*** Opening Stored data ***

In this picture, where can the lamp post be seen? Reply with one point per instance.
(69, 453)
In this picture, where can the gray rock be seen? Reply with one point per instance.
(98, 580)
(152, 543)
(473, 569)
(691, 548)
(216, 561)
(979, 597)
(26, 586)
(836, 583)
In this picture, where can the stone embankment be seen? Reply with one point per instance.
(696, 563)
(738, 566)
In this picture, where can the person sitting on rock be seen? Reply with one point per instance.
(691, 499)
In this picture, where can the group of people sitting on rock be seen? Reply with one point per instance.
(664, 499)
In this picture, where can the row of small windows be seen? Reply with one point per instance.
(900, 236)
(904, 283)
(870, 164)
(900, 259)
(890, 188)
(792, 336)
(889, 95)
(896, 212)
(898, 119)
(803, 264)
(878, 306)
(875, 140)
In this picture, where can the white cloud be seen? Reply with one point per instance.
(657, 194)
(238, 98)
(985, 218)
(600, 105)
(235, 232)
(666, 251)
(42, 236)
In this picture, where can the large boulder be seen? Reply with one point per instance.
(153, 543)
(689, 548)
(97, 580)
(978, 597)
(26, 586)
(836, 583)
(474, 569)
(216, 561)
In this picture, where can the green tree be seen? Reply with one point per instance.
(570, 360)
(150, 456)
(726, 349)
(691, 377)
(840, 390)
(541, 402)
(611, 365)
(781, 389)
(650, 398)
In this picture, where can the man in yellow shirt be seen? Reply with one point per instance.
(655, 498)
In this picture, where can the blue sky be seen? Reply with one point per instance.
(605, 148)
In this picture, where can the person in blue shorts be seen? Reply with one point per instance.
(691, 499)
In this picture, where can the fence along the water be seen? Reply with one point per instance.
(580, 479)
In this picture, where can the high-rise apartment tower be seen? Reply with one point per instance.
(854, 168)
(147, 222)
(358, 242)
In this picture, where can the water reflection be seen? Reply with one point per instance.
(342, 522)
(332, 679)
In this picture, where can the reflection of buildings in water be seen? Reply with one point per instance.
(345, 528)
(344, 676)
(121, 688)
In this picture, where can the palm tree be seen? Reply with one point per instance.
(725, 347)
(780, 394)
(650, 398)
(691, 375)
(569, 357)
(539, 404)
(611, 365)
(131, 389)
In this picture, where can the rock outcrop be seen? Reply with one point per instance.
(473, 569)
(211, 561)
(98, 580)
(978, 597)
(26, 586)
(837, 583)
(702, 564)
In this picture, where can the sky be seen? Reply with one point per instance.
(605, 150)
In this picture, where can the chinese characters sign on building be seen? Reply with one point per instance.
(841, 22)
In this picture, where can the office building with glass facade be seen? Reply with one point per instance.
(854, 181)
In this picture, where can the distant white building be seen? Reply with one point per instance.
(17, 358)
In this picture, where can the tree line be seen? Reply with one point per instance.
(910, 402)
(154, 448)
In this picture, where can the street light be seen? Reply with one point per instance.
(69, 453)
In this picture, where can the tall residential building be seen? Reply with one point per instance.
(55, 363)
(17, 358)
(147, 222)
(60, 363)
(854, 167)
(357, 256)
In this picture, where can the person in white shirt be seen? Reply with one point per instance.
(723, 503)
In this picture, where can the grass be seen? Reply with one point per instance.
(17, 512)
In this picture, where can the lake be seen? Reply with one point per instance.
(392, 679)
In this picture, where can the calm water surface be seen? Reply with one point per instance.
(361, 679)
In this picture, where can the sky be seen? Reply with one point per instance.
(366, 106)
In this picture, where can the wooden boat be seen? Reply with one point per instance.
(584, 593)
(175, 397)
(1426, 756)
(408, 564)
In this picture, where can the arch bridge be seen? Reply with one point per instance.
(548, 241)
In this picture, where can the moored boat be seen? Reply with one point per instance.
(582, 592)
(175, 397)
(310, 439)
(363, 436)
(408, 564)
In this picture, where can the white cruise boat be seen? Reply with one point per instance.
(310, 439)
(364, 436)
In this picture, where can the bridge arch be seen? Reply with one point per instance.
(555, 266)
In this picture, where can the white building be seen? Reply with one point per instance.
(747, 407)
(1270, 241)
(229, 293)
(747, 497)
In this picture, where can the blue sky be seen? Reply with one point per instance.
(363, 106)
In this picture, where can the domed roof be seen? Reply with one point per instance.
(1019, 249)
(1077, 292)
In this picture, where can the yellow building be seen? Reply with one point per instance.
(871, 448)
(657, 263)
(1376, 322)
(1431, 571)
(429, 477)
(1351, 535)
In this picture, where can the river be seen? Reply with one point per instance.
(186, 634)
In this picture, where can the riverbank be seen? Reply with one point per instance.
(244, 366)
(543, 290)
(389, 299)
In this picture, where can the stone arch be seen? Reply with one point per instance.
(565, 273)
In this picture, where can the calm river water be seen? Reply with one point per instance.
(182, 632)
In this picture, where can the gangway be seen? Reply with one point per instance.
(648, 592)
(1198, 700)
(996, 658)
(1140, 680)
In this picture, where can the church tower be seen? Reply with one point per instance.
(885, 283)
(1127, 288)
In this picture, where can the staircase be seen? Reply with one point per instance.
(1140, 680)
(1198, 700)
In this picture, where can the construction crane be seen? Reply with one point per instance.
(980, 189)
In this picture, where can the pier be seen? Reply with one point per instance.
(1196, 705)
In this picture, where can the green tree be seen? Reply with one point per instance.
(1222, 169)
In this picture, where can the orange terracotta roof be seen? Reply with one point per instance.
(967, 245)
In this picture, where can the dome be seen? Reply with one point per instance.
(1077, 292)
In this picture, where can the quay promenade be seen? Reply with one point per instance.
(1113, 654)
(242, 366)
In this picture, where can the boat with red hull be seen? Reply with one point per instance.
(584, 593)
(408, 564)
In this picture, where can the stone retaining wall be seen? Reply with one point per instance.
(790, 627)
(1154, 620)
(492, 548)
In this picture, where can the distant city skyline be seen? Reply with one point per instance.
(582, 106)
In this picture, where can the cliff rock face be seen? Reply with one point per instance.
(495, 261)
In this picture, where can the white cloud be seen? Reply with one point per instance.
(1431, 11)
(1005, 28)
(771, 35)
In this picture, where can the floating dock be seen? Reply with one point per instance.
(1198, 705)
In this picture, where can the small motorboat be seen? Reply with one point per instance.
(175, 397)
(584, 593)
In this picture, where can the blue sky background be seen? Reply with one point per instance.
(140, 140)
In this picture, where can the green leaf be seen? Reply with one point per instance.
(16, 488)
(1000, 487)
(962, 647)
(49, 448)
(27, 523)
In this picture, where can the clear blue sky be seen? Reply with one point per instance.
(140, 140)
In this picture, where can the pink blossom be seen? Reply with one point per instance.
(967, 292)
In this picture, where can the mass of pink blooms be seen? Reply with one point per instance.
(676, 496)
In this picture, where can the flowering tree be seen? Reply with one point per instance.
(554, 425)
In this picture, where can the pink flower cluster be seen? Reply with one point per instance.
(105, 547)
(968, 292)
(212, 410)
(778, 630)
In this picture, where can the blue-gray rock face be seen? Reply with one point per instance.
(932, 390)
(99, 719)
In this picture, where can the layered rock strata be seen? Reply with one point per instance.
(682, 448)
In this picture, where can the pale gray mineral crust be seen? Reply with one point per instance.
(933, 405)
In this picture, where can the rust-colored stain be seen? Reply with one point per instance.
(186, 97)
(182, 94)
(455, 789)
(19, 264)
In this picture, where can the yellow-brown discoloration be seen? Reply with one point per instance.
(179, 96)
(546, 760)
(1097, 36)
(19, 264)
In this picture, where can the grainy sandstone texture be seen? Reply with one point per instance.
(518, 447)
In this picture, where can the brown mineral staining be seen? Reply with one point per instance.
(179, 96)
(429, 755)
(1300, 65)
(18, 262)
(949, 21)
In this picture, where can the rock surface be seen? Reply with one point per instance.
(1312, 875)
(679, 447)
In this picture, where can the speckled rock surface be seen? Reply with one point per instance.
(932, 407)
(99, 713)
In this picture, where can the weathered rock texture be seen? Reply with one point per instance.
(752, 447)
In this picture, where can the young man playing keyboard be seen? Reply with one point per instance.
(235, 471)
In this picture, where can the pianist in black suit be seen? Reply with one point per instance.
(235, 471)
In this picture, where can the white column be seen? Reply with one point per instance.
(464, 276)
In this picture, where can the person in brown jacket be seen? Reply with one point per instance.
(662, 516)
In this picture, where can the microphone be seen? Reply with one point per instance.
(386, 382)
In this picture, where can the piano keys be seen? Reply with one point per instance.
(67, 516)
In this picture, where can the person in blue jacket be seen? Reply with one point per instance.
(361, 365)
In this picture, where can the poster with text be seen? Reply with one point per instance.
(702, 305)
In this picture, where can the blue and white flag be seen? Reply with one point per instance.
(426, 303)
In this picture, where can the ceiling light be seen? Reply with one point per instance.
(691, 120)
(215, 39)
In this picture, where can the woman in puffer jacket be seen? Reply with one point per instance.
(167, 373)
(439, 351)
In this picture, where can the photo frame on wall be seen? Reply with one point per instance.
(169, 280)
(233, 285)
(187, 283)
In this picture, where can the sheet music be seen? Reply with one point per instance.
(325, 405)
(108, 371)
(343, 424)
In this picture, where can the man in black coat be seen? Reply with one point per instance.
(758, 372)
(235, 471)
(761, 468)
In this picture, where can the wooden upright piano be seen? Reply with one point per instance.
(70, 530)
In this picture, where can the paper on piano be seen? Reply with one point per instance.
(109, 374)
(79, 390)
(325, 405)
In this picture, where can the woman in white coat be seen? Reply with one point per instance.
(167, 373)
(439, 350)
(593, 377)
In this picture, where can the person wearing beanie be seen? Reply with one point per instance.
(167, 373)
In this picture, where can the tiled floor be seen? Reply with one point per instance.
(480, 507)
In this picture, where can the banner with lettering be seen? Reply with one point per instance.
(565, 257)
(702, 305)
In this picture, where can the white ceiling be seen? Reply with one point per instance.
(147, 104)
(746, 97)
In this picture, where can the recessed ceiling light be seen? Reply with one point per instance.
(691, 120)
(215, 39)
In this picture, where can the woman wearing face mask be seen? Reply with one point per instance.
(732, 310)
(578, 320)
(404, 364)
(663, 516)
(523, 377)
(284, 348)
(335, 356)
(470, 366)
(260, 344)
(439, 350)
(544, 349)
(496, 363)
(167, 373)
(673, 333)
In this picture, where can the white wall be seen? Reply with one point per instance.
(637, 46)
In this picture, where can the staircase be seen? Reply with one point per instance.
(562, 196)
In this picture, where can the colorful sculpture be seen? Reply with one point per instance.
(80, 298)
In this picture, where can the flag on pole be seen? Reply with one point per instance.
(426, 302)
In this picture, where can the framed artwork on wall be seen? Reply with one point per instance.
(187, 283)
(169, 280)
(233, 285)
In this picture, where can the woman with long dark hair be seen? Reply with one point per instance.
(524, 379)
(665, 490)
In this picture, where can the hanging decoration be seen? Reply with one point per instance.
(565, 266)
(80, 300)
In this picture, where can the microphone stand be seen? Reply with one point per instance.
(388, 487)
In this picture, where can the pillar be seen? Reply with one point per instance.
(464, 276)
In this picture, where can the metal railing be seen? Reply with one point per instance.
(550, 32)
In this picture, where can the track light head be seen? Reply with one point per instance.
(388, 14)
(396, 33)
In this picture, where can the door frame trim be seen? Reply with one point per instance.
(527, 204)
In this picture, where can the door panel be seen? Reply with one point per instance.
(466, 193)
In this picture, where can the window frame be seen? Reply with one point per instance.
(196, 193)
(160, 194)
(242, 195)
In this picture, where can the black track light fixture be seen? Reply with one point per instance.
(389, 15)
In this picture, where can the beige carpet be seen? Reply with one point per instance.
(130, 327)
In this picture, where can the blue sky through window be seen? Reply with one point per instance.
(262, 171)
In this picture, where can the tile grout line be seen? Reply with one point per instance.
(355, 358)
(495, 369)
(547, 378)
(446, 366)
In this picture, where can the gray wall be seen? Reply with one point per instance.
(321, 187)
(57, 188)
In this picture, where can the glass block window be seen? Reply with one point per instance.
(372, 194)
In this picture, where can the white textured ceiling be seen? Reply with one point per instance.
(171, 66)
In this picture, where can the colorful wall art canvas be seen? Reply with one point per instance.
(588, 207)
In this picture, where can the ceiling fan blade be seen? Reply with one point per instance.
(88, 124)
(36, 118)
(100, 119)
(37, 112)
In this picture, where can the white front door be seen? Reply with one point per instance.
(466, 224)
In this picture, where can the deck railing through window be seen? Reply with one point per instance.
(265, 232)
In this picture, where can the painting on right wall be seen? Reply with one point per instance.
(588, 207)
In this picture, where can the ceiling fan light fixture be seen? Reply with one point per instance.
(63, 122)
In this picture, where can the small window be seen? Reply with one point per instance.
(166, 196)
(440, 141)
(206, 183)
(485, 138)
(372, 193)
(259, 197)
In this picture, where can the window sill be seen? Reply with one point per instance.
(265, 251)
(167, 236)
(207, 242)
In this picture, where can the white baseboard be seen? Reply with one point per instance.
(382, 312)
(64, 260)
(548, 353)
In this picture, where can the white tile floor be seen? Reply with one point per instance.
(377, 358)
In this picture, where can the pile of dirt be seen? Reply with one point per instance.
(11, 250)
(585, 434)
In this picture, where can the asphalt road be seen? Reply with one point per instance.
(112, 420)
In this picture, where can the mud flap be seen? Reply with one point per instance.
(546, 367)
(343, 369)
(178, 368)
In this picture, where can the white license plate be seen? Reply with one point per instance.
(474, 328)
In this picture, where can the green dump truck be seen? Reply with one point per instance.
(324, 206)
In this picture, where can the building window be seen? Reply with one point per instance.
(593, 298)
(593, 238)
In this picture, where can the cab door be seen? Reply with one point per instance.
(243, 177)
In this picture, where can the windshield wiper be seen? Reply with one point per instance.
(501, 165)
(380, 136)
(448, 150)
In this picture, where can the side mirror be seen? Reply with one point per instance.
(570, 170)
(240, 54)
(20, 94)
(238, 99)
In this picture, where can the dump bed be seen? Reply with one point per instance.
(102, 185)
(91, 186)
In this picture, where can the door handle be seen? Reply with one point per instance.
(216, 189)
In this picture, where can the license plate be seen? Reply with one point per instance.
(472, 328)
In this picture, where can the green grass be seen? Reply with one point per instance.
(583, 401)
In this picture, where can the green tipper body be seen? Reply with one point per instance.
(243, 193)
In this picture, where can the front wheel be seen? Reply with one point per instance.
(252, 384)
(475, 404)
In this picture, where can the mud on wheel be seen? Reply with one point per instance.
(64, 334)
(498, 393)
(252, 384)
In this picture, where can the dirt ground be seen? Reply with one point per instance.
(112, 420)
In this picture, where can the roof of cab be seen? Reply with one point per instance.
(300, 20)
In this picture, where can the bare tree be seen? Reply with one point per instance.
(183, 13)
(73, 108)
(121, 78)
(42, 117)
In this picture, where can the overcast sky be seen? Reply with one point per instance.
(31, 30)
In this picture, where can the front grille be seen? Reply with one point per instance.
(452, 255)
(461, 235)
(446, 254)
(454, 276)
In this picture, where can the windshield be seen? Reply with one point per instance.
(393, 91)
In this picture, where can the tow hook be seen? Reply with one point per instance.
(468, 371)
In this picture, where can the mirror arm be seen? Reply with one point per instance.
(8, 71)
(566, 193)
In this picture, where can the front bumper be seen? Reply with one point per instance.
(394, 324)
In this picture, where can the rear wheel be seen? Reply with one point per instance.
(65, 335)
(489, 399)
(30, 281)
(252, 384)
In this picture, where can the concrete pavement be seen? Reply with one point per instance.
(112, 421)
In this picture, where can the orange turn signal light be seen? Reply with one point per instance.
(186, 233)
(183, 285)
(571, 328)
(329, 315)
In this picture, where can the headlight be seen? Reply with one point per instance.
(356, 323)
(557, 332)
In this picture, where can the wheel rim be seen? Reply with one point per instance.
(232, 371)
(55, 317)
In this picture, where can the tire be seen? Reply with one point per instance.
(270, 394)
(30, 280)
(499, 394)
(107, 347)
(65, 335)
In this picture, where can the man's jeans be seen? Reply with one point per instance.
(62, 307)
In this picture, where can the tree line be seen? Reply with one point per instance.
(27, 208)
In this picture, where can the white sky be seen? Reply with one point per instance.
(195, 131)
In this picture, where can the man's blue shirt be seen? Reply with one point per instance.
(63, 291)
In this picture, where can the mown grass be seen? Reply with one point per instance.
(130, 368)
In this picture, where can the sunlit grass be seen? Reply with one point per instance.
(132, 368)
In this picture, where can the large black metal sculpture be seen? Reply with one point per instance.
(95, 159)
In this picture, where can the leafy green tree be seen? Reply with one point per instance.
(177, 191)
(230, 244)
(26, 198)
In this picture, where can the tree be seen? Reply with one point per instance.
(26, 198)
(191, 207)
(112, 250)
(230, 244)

*** Closing Stored data ***

Each line from the one with "In this picture, where can the man's jeans" to the end of the material should be duplicated exactly, and no other line.

__Task answer__.
In this picture, where can the man's jeans be seen? Reply with one point per instance.
(62, 307)
In this picture, where can the tree line be seen? Reply with one point per instance.
(27, 208)
In this picture, where can the white sky be seen? Reply with one point per instance.
(195, 131)
In this picture, where can the man's blue shirt be seen? Reply with one point per instance.
(63, 291)
In this picture, where can the mown grass be seen? Reply with one point per instance.
(130, 368)
In this picture, where can the sunlit grass be seen? Reply with one point per instance.
(132, 368)
In this picture, where can the large black metal sculpture be seen? Reply with one point per instance.
(95, 159)
In this picture, where can the leafy green tree be seen? Reply with one point per instance.
(177, 191)
(230, 244)
(26, 198)
In this picture, where can the tree be seen? Reply with one point per instance.
(26, 198)
(191, 207)
(112, 250)
(230, 244)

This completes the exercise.